-- What is required --
Repeat only part of the entries. Start at the line that has "# point at: the man's forearm" and keep going through the last line, exactly as given.

Natural language region descriptions
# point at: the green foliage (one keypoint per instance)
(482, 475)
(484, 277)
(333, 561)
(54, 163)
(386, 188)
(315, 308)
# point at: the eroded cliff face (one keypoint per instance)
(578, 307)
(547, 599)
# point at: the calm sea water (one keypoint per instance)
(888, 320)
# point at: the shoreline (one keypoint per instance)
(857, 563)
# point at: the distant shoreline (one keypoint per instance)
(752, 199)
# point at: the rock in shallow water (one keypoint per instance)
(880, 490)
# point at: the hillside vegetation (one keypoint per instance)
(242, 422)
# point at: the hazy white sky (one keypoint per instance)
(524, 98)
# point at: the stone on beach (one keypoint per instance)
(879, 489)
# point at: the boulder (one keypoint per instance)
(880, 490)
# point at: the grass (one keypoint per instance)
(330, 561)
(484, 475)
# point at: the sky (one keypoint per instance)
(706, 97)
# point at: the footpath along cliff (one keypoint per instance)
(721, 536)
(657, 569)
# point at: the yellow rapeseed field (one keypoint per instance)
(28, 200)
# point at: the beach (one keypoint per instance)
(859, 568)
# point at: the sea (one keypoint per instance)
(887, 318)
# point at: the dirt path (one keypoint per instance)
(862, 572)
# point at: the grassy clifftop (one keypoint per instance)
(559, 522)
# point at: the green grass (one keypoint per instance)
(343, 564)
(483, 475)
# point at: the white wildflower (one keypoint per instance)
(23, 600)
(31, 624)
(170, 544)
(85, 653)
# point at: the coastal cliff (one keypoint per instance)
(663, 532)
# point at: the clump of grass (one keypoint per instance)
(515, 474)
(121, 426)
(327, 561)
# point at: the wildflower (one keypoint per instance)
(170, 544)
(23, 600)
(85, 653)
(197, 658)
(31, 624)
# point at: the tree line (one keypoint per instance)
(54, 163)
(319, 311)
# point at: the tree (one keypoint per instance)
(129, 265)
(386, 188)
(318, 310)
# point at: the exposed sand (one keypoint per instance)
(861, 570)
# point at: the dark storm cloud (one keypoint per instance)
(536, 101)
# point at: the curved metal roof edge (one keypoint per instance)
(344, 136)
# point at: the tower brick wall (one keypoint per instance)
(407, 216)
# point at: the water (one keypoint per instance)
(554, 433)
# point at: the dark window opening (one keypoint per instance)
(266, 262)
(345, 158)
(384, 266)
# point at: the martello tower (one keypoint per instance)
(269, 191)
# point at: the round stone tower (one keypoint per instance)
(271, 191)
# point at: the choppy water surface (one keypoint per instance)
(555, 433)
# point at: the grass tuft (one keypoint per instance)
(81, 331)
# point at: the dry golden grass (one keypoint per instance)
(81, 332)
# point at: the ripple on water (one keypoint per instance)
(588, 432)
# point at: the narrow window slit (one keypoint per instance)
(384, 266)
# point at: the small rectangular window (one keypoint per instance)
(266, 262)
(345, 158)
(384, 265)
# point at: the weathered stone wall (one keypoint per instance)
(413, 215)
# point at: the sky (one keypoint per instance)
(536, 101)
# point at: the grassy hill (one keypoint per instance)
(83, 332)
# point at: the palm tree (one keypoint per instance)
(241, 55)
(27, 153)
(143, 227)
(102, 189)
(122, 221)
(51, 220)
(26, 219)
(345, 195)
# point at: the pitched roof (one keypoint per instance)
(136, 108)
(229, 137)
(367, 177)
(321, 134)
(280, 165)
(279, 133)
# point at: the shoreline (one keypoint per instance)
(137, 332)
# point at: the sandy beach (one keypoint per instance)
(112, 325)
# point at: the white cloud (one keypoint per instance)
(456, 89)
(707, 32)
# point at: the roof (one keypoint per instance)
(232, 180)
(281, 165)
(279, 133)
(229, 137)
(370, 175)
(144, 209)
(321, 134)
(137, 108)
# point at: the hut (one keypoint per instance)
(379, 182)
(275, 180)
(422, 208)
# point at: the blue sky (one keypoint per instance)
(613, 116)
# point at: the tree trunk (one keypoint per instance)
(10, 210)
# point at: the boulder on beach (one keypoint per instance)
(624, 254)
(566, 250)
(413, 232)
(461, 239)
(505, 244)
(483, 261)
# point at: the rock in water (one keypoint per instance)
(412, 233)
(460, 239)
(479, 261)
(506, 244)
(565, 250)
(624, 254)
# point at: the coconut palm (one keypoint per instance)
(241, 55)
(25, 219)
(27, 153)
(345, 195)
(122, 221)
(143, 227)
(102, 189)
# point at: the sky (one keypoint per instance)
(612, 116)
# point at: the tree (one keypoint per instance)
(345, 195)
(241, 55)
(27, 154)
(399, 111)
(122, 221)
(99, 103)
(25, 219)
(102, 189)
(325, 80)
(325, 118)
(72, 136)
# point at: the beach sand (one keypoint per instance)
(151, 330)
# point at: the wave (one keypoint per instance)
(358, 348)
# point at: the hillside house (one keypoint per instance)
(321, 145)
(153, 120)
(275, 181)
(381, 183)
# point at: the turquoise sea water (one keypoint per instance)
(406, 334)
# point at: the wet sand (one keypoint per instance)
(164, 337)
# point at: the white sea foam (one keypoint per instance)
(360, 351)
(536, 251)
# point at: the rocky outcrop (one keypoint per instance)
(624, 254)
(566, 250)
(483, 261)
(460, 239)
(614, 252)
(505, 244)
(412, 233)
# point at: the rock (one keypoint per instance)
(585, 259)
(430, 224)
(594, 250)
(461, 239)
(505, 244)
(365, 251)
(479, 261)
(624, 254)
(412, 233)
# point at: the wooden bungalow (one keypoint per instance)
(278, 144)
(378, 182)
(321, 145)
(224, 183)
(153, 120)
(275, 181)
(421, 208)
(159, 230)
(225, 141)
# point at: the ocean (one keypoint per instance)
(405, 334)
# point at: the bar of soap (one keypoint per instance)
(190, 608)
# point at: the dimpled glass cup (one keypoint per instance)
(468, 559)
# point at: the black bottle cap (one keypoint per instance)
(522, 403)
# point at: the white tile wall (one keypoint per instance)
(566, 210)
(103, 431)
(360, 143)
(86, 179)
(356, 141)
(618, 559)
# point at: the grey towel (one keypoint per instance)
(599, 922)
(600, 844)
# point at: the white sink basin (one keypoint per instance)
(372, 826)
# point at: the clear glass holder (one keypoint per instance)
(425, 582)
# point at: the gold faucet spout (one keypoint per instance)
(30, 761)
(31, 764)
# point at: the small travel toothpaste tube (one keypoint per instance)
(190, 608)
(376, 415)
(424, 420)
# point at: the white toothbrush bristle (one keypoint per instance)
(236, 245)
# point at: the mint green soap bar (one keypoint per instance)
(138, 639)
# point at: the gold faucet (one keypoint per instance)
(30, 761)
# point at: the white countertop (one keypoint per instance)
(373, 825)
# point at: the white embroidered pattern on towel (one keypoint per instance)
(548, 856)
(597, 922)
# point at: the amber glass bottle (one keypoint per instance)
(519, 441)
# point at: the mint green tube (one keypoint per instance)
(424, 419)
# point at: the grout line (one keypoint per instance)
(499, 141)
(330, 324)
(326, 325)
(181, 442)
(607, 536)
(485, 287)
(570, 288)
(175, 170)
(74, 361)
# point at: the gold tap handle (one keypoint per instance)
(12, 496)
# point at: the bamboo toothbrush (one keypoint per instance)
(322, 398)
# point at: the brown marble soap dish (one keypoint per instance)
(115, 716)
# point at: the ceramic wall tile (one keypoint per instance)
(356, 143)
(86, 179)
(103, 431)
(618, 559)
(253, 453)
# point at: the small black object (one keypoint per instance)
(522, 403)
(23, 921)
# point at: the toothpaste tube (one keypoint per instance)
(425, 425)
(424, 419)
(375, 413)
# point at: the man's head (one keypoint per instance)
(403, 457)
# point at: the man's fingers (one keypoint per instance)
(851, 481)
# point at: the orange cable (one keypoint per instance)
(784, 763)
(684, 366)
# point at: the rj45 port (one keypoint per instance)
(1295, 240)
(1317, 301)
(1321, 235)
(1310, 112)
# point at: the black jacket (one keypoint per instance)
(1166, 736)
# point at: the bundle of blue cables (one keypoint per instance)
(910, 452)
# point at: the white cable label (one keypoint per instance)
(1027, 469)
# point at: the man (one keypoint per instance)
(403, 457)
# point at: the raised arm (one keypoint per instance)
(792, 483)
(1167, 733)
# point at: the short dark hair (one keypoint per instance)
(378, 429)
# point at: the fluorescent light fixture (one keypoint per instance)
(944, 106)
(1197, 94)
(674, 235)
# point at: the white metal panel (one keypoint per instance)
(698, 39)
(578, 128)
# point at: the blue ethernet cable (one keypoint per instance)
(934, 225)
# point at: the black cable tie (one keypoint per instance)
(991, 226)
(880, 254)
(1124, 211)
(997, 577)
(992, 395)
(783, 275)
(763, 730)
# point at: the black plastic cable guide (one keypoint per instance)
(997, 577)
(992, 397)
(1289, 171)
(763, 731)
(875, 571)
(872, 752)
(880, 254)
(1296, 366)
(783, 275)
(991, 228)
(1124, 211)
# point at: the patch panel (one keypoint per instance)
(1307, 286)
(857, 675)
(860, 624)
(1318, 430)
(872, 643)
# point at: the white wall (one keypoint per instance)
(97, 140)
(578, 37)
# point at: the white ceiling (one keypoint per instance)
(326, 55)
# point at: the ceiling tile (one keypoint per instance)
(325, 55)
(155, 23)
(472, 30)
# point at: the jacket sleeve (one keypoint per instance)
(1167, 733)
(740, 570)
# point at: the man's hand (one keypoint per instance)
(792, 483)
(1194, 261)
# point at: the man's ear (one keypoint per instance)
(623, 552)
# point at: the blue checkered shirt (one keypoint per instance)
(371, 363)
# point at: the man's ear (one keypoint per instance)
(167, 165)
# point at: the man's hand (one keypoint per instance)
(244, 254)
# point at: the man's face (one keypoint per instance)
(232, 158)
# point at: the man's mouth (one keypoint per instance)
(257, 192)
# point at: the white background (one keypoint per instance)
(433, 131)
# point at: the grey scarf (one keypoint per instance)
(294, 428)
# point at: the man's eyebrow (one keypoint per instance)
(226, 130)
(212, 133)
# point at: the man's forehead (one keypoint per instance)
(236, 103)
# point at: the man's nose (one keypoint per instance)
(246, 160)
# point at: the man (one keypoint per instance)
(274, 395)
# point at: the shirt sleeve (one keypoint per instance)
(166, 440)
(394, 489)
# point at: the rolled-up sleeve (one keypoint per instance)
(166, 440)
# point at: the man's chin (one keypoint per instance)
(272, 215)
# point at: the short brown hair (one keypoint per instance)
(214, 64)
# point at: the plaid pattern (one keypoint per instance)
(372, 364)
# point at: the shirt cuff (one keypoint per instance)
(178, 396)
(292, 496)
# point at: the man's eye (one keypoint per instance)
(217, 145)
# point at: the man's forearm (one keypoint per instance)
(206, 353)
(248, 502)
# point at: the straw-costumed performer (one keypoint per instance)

-- Answer area --
# point at: the man's forearm (one keypoint per instance)
(206, 353)
(248, 502)
# point at: the straw-costumed performer (one keypoint per instance)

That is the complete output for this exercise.